— BEGIN The data —

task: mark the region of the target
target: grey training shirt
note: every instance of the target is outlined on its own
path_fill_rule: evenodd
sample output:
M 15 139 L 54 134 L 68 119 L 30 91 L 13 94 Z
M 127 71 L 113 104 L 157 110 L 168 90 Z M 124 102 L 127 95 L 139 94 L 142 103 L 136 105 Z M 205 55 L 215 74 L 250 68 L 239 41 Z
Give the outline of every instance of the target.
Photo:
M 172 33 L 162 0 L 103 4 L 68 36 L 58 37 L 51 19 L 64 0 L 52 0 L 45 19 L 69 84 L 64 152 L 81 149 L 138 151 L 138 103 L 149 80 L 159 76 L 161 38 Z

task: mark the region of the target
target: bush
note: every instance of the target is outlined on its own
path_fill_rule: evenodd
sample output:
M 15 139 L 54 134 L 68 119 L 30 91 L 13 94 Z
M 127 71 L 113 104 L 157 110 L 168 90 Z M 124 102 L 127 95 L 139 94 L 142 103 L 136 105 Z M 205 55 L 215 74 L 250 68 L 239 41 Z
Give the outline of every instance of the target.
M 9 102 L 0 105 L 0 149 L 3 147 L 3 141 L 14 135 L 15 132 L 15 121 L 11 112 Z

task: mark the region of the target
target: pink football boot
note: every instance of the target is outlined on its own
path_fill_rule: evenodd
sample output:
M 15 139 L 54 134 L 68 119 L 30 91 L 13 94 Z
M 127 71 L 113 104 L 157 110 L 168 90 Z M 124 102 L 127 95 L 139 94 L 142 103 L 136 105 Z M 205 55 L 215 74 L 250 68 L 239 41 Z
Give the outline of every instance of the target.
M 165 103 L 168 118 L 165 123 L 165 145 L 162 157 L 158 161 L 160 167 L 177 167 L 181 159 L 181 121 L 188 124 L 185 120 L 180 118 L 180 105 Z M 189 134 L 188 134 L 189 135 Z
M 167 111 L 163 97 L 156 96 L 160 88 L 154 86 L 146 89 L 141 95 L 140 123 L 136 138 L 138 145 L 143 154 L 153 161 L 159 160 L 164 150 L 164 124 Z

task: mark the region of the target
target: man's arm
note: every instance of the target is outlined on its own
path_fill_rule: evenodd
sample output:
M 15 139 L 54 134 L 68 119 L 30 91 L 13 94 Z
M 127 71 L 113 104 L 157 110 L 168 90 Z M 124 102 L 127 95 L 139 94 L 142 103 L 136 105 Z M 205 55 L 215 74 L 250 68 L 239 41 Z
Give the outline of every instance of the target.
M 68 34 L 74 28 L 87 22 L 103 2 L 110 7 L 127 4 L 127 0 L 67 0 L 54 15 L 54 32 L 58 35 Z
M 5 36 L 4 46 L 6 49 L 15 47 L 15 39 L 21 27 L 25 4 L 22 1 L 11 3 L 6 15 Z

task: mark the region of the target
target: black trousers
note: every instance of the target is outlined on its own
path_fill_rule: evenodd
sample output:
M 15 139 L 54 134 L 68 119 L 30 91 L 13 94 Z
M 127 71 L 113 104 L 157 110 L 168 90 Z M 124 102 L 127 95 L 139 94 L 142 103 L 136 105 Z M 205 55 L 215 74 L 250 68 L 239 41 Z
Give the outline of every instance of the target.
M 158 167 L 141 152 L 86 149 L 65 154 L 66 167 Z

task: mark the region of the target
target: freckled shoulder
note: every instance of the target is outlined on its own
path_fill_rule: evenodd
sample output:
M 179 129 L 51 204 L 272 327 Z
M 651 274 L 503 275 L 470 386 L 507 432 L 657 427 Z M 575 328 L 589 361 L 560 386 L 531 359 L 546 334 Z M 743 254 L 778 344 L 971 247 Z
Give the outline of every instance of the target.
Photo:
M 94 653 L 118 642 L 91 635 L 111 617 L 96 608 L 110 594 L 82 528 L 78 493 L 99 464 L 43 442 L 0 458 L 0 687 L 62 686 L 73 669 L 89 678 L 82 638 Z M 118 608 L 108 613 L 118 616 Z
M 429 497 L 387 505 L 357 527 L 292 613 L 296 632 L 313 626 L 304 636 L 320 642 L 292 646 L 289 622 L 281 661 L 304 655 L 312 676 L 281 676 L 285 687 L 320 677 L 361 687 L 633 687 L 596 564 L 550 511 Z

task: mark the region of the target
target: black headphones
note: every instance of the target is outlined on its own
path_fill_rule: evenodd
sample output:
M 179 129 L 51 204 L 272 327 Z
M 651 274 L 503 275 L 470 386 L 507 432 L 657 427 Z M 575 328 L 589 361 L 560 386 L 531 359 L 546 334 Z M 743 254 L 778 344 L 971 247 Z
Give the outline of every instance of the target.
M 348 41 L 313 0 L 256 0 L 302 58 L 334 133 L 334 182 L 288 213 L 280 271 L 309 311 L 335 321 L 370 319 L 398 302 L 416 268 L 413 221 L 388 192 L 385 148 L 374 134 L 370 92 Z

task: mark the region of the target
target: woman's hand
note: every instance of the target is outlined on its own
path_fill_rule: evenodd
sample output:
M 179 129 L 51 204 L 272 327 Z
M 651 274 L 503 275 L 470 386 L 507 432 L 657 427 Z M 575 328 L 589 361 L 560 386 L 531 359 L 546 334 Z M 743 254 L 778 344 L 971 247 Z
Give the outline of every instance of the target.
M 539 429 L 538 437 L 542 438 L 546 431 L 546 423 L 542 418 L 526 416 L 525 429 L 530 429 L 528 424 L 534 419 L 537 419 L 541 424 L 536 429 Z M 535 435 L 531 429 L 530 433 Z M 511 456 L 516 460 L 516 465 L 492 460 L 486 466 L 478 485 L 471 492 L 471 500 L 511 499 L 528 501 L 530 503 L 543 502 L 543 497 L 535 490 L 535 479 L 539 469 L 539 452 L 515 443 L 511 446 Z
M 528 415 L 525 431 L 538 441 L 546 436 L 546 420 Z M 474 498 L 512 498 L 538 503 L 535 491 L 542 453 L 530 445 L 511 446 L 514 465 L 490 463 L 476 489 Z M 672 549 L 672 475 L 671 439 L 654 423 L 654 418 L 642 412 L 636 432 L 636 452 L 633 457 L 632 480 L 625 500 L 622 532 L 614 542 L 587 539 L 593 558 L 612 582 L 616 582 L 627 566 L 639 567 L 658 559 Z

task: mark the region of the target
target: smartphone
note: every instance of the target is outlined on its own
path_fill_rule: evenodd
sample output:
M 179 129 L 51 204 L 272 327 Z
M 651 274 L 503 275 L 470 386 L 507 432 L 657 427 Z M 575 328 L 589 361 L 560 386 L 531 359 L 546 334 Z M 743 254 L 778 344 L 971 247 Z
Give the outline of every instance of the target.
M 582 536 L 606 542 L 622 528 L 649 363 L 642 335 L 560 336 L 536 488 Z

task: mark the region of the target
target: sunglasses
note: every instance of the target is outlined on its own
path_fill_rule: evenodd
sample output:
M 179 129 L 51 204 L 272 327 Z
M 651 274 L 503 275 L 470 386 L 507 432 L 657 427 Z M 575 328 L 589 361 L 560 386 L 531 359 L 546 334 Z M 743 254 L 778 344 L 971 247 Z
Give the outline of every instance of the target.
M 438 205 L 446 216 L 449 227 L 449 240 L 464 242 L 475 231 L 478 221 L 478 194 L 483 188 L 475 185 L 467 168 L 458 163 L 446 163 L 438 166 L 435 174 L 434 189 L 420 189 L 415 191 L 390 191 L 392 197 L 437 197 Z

— END The data —

» **Given exercise**
Copy the entries from their first line through the line that contains "M 9 102 L 0", requests included, and output nothing beyond that part. In the answers, multiply every outline coordinate by 2.4 and round each result to a whole number, with halves rounded up.

» **Right answer**
task: mark the region of the target
target: grey training shirt
note: every instance of the target is outlined on its own
path_fill_rule: evenodd
sample output:
M 15 139 L 54 134 L 68 119 L 30 91 L 13 94 Z
M 127 71 L 113 104 L 157 110 L 168 90 Z M 124 102 L 127 95 L 139 94 L 142 103 L 136 105 Z M 205 55 L 215 74 L 250 68 L 239 41 Z
Give the outline of every instance of the target.
Photo:
M 413 79 L 389 0 L 247 10 L 163 86 L 139 89 L 122 46 L 154 0 L 125 0 L 108 46 L 166 202 L 154 365 L 194 358 L 331 362 L 331 247 L 358 192 L 382 182 L 386 91 Z

task: mark the region of the target
target: bush
note: every instance of the target is outlined on its own
path_fill_rule: evenodd
sample output:
M 15 139 L 54 134 L 68 119 L 30 91 L 13 94 Z
M 127 71 L 113 104 L 157 110 L 168 90 Z M 124 102 L 127 95 L 139 94 L 142 103 L 136 105 Z M 205 55 L 215 74 L 250 68 L 239 41 Z
Give the outline of every instance of the target.
M 22 245 L 0 252 L 0 358 L 7 353 L 7 338 L 34 324 L 36 317 L 36 290 L 26 269 Z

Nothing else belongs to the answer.